* _Document segment_
Synthetic Datasets: Generating Quality Coding Examples

Fine-tuning these models requires access to large, representative, and high-quality datasets. If you don’t have access to these kinds of datasets, the next best way is to synthesize them using AI. However, when generating programming code or other text in rigorous formats, it is critical that the final model produces synthetically and semantically correct output. Deviation in syntax typically leads to significant issues, where a single error can reduce user’s confidence in the AI assistant, introduce hard-to-find bugs, or even render the entire solution unusable. Therefore, a methodical approach to both defining problems and generating meticulously accurate solutions is paramount.

Combined approach to Synthetic Datasets using a capable LLM and program translation

To address the challenge of generating correct and reliable code using LLMs, we developed a structured approach that synthesizes problems and solutions. Our method follows these steps:

1. Define the Problem Space: We begin by defining the rules that outline the problem space we aim to address. With these rules we include the constraints and the elements that can be used to construct a solution for each of the problems.
   
2. Curate the Core Problem Prompts: Within the defined problem space, we hand-craft a core set of well-curated problem prompts—these could be questions or tasks that represent the challenges we want to solve.
   
3. Expand Problem Dataset Using an LLM: At this point we utilize a capable cloud LLM to expand the core set of problem prompts. The LLM takes the core problems as examples and generates a broader set of related yet novel problems.

For each of these problem statements we apply the process illustrated with the following diagram:

Let’s look at each step in more detail:

1. Generate Generic Solutions with AI: We first use a capable cloud LLM to generate a generic solution. This solution is structured as an abstract tree using a JSON schema that outlines the key components and logic required to address the problem.

* _Listed entries_
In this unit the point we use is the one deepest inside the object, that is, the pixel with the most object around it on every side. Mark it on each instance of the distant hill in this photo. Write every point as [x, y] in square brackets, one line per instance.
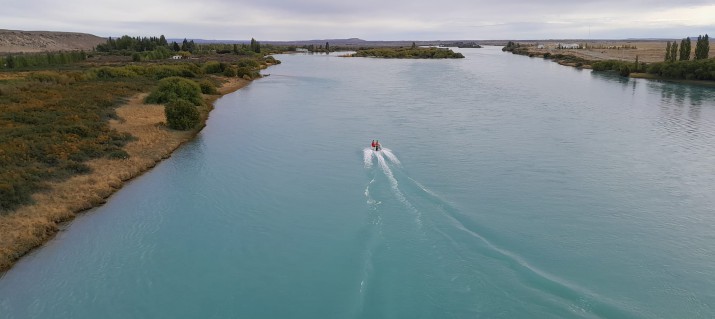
[15, 41]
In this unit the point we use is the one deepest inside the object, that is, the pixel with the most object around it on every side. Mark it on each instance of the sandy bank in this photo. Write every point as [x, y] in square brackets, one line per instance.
[31, 226]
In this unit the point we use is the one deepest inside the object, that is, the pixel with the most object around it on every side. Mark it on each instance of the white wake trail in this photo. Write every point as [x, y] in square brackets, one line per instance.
[367, 157]
[391, 156]
[395, 187]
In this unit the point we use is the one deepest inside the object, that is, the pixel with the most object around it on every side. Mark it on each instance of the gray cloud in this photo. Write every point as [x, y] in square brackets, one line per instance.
[368, 19]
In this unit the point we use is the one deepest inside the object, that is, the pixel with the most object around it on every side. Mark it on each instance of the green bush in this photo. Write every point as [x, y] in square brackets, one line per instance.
[229, 72]
[118, 154]
[181, 115]
[248, 63]
[208, 87]
[175, 88]
[213, 67]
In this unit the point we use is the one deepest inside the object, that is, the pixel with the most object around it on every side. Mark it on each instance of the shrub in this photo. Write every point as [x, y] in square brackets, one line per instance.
[118, 154]
[181, 115]
[229, 72]
[248, 63]
[175, 88]
[208, 87]
[213, 67]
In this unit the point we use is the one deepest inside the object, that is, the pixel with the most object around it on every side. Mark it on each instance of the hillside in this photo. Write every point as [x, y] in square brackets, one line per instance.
[14, 41]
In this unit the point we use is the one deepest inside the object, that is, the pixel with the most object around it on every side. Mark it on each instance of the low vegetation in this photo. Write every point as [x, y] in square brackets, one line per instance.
[680, 62]
[52, 120]
[409, 53]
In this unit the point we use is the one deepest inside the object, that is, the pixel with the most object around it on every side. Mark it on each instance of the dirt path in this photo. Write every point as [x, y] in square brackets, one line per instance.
[31, 226]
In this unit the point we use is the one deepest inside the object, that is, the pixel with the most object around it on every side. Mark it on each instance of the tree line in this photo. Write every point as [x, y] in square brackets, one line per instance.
[27, 60]
[673, 52]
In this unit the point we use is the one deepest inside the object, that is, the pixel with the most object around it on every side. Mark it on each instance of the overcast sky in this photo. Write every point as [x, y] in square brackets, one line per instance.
[366, 19]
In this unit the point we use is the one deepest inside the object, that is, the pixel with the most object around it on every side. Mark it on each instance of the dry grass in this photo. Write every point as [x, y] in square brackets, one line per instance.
[646, 51]
[31, 226]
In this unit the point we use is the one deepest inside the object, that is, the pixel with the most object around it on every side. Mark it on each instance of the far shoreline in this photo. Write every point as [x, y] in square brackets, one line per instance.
[31, 226]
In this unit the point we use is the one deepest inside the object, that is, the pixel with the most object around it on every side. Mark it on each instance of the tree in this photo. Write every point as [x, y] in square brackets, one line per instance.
[674, 51]
[636, 65]
[185, 45]
[702, 47]
[667, 52]
[255, 46]
[685, 49]
[10, 62]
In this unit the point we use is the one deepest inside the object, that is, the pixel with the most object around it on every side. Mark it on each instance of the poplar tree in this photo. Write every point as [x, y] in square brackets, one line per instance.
[674, 51]
[702, 47]
[667, 52]
[10, 62]
[685, 49]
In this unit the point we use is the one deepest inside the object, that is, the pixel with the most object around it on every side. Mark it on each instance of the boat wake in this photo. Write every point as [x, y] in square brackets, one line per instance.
[447, 234]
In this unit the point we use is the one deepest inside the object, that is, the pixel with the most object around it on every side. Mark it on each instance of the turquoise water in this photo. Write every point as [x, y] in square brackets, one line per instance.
[509, 187]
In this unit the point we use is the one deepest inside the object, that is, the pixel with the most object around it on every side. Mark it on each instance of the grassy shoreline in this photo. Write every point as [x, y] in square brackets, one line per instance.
[573, 60]
[31, 226]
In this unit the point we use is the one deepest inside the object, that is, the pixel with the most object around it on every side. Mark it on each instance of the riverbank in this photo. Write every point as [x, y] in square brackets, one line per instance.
[33, 225]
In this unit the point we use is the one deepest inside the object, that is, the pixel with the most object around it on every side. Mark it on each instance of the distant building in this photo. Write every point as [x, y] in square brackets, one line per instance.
[569, 46]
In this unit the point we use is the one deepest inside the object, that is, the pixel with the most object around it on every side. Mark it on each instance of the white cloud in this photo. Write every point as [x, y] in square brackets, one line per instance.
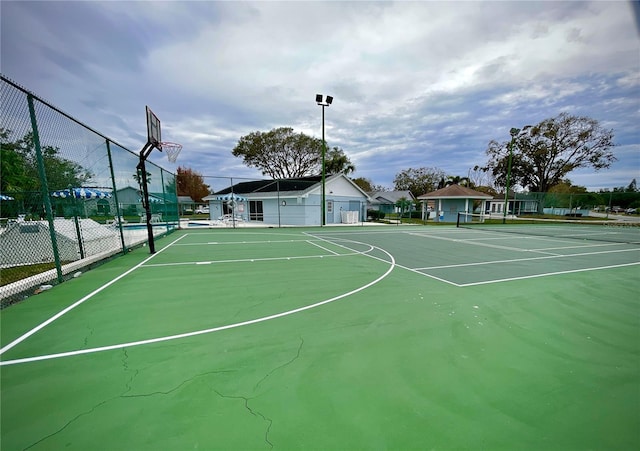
[415, 83]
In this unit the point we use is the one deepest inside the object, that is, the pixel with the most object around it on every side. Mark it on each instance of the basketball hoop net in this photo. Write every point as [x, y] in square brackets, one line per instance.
[171, 149]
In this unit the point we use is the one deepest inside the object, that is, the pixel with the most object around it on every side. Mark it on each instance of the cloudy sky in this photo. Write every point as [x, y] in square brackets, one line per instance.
[415, 84]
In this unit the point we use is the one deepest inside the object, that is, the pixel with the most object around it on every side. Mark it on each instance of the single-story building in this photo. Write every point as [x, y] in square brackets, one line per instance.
[518, 204]
[387, 201]
[451, 200]
[291, 201]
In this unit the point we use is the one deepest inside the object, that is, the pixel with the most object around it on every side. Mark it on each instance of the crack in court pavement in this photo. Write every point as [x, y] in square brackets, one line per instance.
[77, 417]
[177, 387]
[255, 413]
[123, 395]
[86, 338]
[246, 399]
[255, 387]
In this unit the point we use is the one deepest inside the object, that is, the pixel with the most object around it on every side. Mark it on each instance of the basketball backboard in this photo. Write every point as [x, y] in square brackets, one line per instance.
[153, 129]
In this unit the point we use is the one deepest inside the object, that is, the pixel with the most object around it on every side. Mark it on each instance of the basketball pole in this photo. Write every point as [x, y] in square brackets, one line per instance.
[144, 153]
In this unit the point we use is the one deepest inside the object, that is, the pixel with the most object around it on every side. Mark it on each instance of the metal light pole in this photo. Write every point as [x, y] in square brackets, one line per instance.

* _Exercise aim_
Copy out the entire section on synthetic coding datasets from above, word for word, keeping its original wording, numbering, and paragraph breaks.

* _Output for this exercise_
Synthetic Datasets: Generating Quality Coding Examples

Fine-tuning these models requires access to large, representative, and high-quality datasets. If you don’t have access to these kinds of datasets, the next best way is to synthesize them using AI. However, when generating programming code or other text in rigorous formats, it is critical that the final model produces synthetically and semantically correct output. Deviation in syntax typically leads to significant issues, where a single error can reduce user’s confidence in the AI assistant, introduce hard-to-find bugs, or even render the entire solution unusable. Therefore, a methodical approach to both defining problems and generating meticulously accurate solutions is paramount.

Combined approach to Synthetic Datasets using a capable LLM and program translation

To address the challenge of generating correct and reliable code using LLMs, we developed a structured approach that synthesizes problems and solutions. Our method follows these steps:

1. Define the Problem Space: We begin by defining the rules that outline the problem space we aim to address. With these rules we include the constraints and the elements that can be used to construct a solution for each of the problems.
   
2. Curate the Core Problem Prompts: Within the defined problem space, we hand-craft a core set of well-curated problem prompts—these could be questions or tasks that represent the challenges we want to solve.
   
3. Expand Problem Dataset Using an LLM: At this point we utilize a capable cloud LLM to expand the core set of problem prompts. The LLM takes the core problems as examples and generates a broader set of related yet novel problems.

For each of these problem statements we apply the process illustrated with the following diagram:

Let’s look at each step in more detail:

1. Generate Generic Solutions with AI: We first use a capable cloud LLM to generate a generic solution. This solution is structured as an abstract tree using a JSON schema that outlines the key components and logic required to address the problem.